→ **YOUR TASK**
Return the items below word for word, beginning at the line that has "Scan for green grass." and stopping after the line that has "[584, 244, 801, 458]".
** Begin DATA SHOWN **
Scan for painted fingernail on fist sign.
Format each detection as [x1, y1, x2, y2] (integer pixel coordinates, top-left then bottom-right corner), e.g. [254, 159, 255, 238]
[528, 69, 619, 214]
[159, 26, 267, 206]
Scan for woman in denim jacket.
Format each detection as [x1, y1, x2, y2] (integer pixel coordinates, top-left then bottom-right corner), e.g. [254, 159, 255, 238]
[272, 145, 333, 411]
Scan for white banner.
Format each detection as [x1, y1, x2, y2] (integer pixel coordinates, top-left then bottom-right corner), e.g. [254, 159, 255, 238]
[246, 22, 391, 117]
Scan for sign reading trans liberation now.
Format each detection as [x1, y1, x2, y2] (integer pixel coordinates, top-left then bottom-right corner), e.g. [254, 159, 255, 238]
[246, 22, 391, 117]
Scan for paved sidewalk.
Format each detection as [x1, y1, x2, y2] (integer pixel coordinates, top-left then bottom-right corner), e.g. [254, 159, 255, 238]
** End DATA SHOWN **
** Begin DATA SHOWN **
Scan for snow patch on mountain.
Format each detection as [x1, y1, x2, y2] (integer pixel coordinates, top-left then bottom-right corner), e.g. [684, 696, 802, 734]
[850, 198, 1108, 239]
** End DATA SHOWN **
** Begin DATA SHOWN **
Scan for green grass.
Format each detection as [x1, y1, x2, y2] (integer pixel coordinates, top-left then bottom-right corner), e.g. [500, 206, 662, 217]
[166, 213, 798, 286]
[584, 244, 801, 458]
** End DATA SHOWN **
→ **ANSWER FOR THIS EXERCISE**
Scan for green grass.
Format each detection as [x1, y1, x2, y2] (integer pixel coordinates, top-left then bottom-right corner), e.g. [500, 206, 662, 217]
[166, 213, 798, 286]
[584, 244, 801, 458]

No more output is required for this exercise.